Go to the line containing "Point out statue's neck" in the listing below. Output that line and each later one exactly.

• [INPUT DATA]
-- -- --

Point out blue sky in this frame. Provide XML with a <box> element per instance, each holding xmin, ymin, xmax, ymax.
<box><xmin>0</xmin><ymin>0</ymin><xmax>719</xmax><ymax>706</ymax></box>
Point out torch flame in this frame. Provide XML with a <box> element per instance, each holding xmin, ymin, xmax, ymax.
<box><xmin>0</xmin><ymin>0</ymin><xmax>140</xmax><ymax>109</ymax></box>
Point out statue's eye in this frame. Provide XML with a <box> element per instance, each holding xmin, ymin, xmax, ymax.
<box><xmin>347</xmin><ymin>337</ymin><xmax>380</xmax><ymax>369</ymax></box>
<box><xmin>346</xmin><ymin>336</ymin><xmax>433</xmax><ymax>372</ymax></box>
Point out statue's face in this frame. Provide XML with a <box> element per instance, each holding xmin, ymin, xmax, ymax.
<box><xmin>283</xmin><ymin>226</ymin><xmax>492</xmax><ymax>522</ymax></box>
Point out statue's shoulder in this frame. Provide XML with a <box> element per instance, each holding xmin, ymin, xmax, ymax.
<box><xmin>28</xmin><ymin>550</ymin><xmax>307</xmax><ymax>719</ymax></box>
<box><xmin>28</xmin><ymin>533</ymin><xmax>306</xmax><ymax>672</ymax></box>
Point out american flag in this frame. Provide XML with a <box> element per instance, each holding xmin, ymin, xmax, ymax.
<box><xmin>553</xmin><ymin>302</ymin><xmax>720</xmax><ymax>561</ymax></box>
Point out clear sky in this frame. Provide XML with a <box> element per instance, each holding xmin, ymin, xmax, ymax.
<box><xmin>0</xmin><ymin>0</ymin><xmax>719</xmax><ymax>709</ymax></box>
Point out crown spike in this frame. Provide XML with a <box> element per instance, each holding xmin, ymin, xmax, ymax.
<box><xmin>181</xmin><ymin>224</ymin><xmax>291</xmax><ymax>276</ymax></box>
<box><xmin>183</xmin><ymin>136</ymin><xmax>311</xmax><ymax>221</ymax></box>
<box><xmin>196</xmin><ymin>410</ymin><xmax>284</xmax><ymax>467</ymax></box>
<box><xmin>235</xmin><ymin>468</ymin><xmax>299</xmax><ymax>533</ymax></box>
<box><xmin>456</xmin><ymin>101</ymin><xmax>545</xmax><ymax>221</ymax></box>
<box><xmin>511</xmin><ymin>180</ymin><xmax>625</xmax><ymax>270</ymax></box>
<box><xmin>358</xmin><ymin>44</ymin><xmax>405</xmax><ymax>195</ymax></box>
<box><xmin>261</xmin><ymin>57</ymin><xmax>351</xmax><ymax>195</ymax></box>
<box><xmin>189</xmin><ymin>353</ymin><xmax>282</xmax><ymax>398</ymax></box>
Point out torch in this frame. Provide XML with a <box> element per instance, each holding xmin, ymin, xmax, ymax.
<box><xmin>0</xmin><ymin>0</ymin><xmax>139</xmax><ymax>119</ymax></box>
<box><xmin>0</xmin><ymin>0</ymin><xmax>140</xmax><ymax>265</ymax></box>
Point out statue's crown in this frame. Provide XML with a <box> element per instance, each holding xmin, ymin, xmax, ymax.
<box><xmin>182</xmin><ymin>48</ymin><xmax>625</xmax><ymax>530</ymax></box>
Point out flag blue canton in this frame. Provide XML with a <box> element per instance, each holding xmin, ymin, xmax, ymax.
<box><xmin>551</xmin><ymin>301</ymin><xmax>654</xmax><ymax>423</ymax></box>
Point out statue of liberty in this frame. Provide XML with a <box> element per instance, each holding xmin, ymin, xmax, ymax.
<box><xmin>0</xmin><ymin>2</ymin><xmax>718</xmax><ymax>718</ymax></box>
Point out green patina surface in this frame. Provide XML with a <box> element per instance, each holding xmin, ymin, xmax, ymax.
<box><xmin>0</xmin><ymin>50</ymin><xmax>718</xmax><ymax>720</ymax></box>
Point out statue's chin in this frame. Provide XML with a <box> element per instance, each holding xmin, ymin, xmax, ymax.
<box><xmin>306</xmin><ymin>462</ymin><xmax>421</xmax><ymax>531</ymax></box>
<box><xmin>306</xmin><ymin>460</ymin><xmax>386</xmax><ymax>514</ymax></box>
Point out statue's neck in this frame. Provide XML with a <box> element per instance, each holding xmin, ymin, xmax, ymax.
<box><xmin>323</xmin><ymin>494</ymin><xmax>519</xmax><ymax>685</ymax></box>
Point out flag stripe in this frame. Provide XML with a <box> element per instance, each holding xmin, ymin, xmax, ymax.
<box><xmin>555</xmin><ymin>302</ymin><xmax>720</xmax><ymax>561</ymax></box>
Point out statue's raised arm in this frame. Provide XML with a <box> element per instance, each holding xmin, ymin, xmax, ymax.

-- -- --

• [SOLUTION TO THE PROBLEM]
Point out statue's neck in this frame. Provide XML with a <box> element per instance, each holding xmin, ymin, xmax, ymax.
<box><xmin>323</xmin><ymin>494</ymin><xmax>519</xmax><ymax>685</ymax></box>
Point out flag stripe in this frame. Provide XML with a <box> element per instance, each holding xmin, ymin, xmax, ymax.
<box><xmin>555</xmin><ymin>302</ymin><xmax>720</xmax><ymax>561</ymax></box>
Point out statue's raised arm in this frame. Provide XML with a <box> element per instance, each holding xmin, ymin, xmax, ymax.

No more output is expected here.